▶ _DATA IN THIS EXERCISE_:
* start *
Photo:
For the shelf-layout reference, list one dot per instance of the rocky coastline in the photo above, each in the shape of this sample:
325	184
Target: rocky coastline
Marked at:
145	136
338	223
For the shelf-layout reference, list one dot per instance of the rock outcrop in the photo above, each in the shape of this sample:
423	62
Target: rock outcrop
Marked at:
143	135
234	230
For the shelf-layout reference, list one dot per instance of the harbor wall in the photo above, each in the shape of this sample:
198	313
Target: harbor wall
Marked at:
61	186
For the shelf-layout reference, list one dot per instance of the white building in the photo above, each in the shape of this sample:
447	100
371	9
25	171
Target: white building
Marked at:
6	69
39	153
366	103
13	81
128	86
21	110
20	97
* end *
* start *
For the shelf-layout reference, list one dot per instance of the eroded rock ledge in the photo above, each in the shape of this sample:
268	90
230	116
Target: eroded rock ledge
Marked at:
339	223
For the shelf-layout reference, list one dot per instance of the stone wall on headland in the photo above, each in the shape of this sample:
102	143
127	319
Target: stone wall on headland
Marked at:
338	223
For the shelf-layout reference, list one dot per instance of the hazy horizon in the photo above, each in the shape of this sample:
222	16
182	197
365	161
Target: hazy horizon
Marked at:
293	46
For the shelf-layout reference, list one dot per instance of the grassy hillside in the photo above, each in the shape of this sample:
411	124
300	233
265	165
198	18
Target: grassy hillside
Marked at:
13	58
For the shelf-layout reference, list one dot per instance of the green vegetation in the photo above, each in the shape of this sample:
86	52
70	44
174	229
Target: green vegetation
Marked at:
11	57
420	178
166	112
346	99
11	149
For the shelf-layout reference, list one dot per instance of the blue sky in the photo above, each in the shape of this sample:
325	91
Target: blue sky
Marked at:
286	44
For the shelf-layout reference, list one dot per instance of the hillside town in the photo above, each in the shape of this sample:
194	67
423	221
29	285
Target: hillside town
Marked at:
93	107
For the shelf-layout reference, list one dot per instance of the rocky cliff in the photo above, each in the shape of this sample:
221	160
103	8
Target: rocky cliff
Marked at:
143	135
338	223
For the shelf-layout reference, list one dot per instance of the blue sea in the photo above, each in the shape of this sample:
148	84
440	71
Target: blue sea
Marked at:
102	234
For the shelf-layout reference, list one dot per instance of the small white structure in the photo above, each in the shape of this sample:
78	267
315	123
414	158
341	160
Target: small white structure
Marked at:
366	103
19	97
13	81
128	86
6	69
* end *
▶ _INSTRUCTION_: Pick out every line in the data above that contains the word "town", and copy each of those lines in full.

▶ _ANSWER TO THE PROBLEM_:
For the shelf-layout reference, list one dot per instance of the hillside town in the photo above, each in the shape of this sample:
Target: hillside town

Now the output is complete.